──────── EXTRACTED INFORMATION

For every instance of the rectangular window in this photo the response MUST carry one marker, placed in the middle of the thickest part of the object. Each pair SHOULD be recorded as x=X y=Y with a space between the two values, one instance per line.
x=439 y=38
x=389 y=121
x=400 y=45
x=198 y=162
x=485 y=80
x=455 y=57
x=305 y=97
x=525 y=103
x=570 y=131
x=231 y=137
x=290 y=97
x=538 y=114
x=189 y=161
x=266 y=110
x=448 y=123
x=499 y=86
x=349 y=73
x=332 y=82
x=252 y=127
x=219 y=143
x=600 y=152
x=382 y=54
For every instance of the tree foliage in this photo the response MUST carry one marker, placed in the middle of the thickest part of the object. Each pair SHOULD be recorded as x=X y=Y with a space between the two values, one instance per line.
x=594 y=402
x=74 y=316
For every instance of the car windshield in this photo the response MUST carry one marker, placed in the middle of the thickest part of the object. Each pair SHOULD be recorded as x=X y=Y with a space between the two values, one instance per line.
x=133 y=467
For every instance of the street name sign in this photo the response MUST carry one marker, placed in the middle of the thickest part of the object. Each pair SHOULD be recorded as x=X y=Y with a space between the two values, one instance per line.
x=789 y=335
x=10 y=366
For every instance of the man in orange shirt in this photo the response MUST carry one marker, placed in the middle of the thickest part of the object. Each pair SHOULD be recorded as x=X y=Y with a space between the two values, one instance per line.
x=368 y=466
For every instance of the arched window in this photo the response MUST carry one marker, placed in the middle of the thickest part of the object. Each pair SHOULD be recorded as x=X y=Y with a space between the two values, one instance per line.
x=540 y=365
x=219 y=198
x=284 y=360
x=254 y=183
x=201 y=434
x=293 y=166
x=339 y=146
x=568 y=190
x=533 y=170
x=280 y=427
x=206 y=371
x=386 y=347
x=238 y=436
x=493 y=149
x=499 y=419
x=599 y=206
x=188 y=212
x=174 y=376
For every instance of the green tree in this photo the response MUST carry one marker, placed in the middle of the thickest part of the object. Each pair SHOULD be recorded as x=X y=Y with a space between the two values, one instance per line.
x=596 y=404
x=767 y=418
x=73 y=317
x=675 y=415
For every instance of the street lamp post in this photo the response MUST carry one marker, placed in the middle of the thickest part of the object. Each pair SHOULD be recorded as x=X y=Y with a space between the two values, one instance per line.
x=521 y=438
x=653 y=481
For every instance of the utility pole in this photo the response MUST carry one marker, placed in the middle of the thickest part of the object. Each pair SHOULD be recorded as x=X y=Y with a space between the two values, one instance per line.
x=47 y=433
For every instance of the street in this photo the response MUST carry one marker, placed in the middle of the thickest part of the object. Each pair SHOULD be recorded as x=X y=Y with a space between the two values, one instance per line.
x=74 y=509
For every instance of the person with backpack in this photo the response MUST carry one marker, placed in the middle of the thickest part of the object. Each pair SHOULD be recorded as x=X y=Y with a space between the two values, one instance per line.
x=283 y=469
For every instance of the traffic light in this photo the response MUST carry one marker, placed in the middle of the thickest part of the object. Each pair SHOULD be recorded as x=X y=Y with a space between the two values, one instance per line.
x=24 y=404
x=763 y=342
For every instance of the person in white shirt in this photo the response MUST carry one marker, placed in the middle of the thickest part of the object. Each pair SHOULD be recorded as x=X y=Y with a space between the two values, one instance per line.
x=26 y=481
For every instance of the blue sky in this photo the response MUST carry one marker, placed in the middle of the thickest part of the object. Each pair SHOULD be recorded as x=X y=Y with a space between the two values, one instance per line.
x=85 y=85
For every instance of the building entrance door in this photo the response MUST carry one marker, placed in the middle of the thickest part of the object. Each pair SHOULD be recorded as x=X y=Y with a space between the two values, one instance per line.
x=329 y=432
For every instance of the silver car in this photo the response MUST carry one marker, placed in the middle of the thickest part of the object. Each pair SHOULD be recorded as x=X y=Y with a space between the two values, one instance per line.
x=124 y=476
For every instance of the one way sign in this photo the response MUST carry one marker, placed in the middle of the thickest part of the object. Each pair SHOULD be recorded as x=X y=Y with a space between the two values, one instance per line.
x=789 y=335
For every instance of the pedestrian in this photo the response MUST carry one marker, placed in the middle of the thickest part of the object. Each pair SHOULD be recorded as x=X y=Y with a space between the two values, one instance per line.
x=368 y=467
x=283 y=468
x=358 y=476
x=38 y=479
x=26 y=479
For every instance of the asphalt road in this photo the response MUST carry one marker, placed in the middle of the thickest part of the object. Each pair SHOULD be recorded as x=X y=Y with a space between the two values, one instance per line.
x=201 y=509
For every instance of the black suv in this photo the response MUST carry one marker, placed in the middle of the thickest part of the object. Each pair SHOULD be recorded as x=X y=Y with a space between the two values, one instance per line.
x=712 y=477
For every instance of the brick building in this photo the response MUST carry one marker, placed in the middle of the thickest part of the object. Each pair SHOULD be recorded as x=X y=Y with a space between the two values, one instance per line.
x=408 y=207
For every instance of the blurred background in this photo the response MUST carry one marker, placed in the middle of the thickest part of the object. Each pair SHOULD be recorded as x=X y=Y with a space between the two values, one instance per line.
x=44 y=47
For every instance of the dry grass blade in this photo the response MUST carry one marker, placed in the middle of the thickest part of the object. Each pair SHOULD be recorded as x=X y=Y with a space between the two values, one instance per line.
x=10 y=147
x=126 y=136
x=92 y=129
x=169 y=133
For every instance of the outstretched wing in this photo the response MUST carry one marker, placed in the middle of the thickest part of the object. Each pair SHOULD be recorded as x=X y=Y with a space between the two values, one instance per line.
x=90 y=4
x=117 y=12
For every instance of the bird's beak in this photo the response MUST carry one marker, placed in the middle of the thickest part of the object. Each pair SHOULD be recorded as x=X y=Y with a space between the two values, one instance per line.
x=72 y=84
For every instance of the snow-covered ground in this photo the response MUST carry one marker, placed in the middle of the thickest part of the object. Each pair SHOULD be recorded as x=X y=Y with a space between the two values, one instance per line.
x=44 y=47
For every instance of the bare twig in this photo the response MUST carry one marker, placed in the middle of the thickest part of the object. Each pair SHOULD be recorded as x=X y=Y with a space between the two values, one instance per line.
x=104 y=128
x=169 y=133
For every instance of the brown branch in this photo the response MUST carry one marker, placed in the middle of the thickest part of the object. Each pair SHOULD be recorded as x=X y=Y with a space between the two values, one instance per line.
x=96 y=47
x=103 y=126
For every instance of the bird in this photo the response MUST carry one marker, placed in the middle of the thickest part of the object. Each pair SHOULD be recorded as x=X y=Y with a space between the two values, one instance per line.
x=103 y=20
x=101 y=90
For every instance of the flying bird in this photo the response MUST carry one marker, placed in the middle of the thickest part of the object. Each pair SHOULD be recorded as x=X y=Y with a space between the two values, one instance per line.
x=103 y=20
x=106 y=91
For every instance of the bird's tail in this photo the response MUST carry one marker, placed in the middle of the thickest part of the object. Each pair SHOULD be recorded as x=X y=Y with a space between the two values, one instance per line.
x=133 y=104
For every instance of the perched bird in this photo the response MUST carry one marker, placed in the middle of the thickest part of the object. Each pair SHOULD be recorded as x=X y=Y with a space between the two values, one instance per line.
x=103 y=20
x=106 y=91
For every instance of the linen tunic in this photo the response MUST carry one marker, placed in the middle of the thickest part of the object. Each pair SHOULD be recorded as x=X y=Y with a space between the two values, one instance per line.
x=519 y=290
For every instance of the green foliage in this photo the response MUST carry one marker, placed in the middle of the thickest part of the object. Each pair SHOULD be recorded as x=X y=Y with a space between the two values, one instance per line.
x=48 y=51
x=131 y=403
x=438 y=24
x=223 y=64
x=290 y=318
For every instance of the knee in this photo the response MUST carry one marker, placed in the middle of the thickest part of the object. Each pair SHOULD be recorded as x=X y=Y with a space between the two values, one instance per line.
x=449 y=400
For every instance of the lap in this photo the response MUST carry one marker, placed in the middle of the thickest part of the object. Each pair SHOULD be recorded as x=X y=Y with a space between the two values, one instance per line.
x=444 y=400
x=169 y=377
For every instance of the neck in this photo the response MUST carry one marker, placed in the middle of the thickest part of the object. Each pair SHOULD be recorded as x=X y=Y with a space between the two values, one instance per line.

────────────────

▸ **ACTION ITEM**
Print nothing but the lines from the one that contains "For every instance of the perched" to the final line of the data, both included, exactly as they read.

▸ **SOLUTION FOR THIS PROBLEM**
For every instance of the perched bird in this photo the response MUST carry one marker, placed in the middle of the thickest part of the object. Each pair SHOULD be recorded as x=X y=Y with a space between the two values, one instance per line.
x=103 y=20
x=106 y=91
For every instance of the linen tunic in this photo the response MUST carry one marker, placed in the middle of the thickest part of the object. Each pair SHOULD be recorded as x=X y=Y with a space between the two values, one instance per line.
x=519 y=290
For every instance of the green foliage in this photo the response MUST carry one marker, placed in the middle of the thickest part of the object. Each pair SHOULD be recorded as x=X y=Y with a space between the two values, one instance per line.
x=48 y=51
x=131 y=403
x=438 y=24
x=223 y=64
x=290 y=318
For every instance of the knee in this photo the response MUST carry one marker, placed in the middle of the thickest part of the object. Each pair SHOULD be recorded as x=X y=Y with a space between the two values, one instance per line.
x=449 y=400
For every instance of the lap in this photo the response MUST carry one marker, placed in the middle of the thickest part of the object. Each pair SHOULD be recorded as x=X y=Y with a space between the two values, one instance per line.
x=444 y=400
x=169 y=377
For every instance of the neck in this photo the response MUST carry one marker, placed in the middle of the thickest part of the object. Each pair SHOULD be recorded as x=X y=Y with a space between the two values, one instance per line.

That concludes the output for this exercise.